SUPPLIED DATA: Begin
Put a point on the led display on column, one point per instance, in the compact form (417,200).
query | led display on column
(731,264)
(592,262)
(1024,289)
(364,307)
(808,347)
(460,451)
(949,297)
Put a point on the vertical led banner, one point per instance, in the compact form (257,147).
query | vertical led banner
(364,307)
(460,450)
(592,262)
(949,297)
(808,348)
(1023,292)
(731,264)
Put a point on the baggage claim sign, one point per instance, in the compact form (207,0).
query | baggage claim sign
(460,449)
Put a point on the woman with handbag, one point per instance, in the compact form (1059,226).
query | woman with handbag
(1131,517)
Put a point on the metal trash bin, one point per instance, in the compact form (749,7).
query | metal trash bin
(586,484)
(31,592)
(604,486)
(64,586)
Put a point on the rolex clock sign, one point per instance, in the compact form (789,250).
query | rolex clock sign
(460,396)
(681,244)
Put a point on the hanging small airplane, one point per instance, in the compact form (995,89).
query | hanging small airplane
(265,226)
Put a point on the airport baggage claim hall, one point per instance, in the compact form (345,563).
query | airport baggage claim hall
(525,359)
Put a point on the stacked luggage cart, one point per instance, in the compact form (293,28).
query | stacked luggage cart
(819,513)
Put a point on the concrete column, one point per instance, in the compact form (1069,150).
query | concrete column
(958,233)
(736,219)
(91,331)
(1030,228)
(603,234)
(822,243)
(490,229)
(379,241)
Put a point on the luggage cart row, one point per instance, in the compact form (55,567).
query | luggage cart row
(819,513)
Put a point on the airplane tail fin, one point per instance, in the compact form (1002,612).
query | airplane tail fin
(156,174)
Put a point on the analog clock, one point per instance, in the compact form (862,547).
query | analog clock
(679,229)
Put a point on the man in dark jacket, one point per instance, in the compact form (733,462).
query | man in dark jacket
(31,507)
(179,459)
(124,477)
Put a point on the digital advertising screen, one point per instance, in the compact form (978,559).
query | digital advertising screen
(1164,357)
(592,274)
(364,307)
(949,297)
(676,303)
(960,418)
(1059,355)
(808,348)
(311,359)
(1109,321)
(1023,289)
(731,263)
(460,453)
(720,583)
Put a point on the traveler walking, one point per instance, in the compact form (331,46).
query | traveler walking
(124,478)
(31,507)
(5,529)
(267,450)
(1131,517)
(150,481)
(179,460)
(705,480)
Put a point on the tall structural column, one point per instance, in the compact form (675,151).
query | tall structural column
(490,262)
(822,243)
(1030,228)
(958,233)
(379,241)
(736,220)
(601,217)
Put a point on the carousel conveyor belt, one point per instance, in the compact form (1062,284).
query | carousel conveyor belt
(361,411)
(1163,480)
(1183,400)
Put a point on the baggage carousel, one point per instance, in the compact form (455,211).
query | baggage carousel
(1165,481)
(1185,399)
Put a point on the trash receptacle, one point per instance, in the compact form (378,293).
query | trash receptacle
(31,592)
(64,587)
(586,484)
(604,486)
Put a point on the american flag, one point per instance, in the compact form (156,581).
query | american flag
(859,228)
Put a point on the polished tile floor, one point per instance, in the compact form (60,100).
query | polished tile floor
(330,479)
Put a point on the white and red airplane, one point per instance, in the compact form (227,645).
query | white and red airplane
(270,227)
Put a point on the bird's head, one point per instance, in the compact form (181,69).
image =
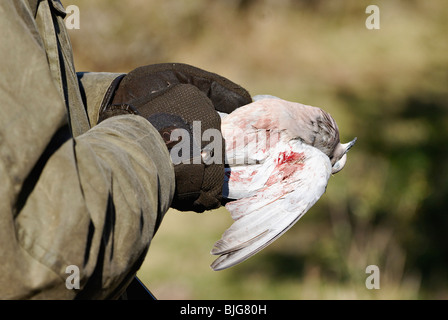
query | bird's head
(339,156)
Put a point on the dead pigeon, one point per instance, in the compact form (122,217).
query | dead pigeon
(279,157)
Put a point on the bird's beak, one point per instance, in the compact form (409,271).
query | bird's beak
(341,162)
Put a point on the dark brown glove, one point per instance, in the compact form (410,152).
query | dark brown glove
(173,96)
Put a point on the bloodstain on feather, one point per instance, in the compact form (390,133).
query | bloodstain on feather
(287,164)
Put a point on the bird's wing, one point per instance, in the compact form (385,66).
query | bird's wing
(290,181)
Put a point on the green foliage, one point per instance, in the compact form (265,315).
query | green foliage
(388,87)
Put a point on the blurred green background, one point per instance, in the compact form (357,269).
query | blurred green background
(388,87)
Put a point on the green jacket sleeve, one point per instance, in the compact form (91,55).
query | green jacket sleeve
(91,201)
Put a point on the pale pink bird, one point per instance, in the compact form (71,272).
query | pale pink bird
(280,155)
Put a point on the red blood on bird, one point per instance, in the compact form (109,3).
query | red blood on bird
(284,167)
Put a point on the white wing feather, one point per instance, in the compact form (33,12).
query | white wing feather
(273,195)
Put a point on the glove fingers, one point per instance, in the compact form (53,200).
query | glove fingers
(184,106)
(225,95)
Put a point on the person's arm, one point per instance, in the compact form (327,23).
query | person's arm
(90,202)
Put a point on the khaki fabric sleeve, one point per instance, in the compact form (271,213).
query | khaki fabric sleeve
(94,88)
(90,202)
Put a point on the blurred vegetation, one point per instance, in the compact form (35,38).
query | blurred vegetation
(388,87)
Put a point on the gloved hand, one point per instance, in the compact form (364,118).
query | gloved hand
(173,96)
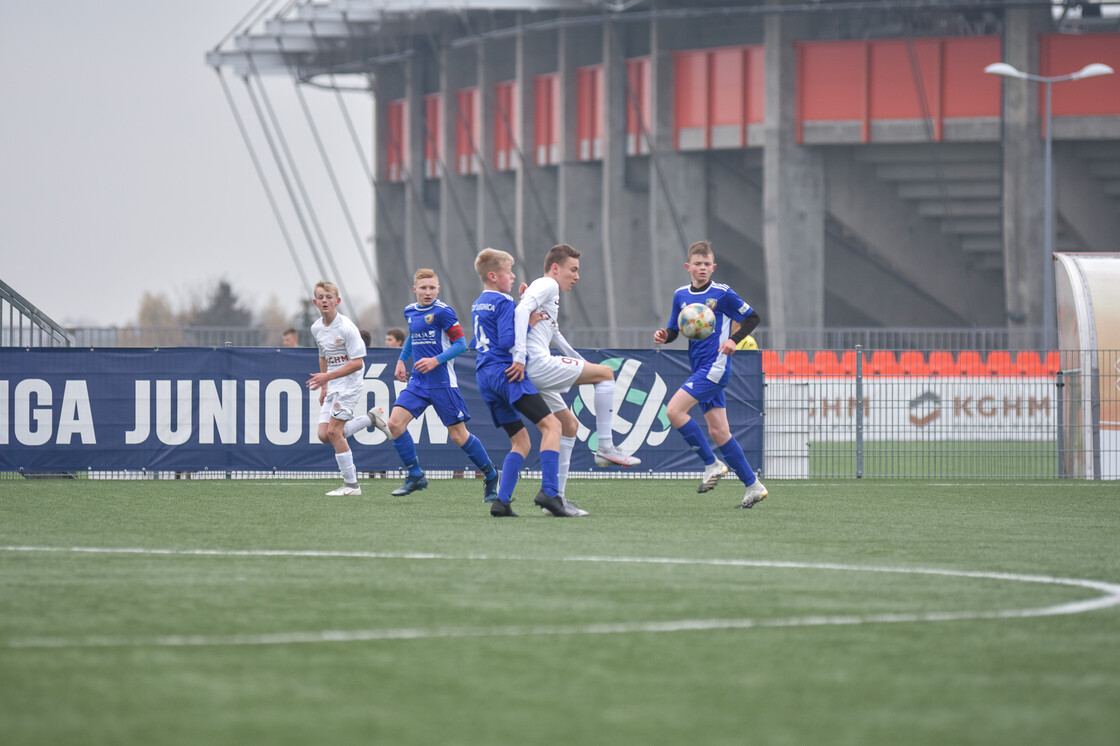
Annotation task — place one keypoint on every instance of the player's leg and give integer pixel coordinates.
(409, 404)
(342, 410)
(453, 412)
(374, 418)
(679, 417)
(603, 379)
(733, 451)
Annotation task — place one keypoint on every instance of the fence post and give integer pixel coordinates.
(859, 411)
(1061, 430)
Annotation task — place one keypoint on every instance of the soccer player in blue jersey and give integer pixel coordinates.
(434, 341)
(507, 392)
(710, 360)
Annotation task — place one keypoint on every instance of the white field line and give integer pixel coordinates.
(1109, 597)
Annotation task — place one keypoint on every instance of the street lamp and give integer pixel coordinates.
(1088, 71)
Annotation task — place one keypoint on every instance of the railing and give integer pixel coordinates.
(997, 416)
(22, 325)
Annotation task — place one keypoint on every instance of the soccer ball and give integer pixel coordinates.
(697, 322)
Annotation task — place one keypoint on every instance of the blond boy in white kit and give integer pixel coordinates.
(342, 364)
(556, 374)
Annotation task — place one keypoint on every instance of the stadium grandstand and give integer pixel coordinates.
(852, 162)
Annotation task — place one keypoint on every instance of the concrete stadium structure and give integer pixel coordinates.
(850, 161)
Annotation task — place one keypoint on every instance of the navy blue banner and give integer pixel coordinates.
(248, 409)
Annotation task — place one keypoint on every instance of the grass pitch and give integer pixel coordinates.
(214, 612)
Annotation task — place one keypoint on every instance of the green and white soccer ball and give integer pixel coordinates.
(696, 322)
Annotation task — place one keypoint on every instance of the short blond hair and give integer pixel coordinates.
(492, 260)
(559, 254)
(701, 249)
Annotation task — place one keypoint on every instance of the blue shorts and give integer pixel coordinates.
(448, 403)
(500, 393)
(707, 393)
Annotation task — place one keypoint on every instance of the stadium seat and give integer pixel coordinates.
(826, 363)
(1029, 363)
(883, 363)
(773, 364)
(912, 362)
(999, 363)
(943, 363)
(796, 362)
(971, 363)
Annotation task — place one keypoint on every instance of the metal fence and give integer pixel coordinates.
(22, 325)
(999, 421)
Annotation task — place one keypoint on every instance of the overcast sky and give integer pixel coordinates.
(122, 169)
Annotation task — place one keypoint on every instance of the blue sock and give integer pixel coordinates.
(475, 449)
(733, 451)
(407, 449)
(550, 473)
(510, 472)
(697, 441)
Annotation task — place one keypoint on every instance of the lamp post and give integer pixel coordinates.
(1089, 71)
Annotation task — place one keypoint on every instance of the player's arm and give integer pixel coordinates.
(401, 373)
(565, 346)
(458, 346)
(669, 333)
(528, 305)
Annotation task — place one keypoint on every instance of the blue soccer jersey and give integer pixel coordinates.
(431, 330)
(493, 320)
(703, 354)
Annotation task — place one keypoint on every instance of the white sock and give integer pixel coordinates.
(567, 445)
(605, 412)
(346, 466)
(357, 423)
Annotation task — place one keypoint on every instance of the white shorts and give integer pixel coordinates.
(339, 406)
(552, 376)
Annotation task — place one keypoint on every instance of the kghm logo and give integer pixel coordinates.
(640, 408)
(924, 409)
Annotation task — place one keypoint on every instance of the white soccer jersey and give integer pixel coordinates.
(338, 344)
(543, 295)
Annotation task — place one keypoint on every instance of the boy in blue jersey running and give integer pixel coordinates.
(710, 360)
(507, 392)
(435, 339)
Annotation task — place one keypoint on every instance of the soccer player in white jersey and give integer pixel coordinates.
(342, 364)
(556, 374)
(710, 360)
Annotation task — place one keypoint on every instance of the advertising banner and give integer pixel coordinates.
(248, 409)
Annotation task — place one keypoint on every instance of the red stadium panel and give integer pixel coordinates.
(547, 120)
(466, 131)
(942, 362)
(883, 362)
(1095, 96)
(968, 90)
(395, 140)
(638, 102)
(690, 100)
(1000, 363)
(773, 364)
(727, 98)
(971, 363)
(505, 126)
(589, 113)
(432, 120)
(1029, 363)
(796, 362)
(912, 362)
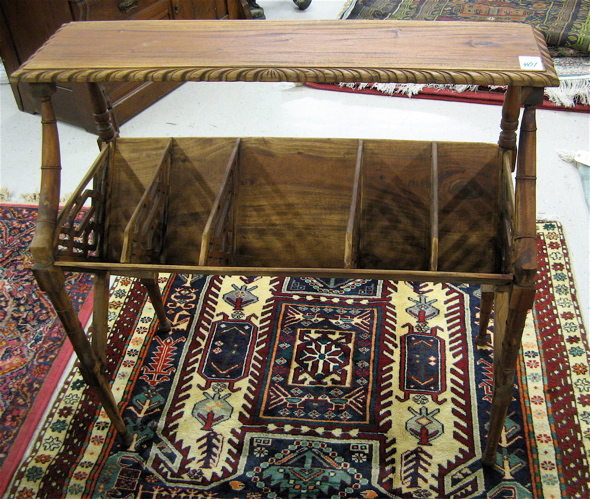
SUPPLIED DATA: End
▶ **EXERCISE INSTRUCTIONS**: Every line from the first through the one containing "Put a point on the stacked" in the listing above must be given again exactly, with nothing else alongside.

▶ **EXERCISE ANSWER**:
Put a point on the led display on column, one point per instance, in the compact form (417,200).
query | led display on column
(731,264)
(592,262)
(1024,289)
(364,307)
(808,347)
(460,451)
(949,297)
Put a point on the vertical led banner, one point per instance, in the compact form (257,147).
query | vertical led banner
(364,307)
(460,450)
(592,262)
(949,297)
(808,348)
(1023,292)
(731,264)
Put a point on the baggage claim sign, one point per instance, in the compact form (207,0).
query | baggage claim sign
(460,449)
Put a point on the woman with handbag, one point per instance, in the compact form (1059,226).
query | woman with handbag
(1131,517)
Put a point on the metal trash bin, one point per instance, in the compact form (749,7).
query | metal trash bin
(586,484)
(31,592)
(604,486)
(64,586)
Put a point on the rolex clock sign, one point per instance, in the compact form (789,250).
query | rolex clock sign
(460,396)
(681,244)
Put a point on the hanging small airplane, one point per instance, in the compact form (995,89).
query | hanging small airplane
(265,226)
Put a point on the airport baggage claim hall, one point per instance, in the compact form (345,563).
query | airport baggage claim hall
(525,359)
Put a point on the stacked luggage cart, one point per instance, in the compact form (293,28).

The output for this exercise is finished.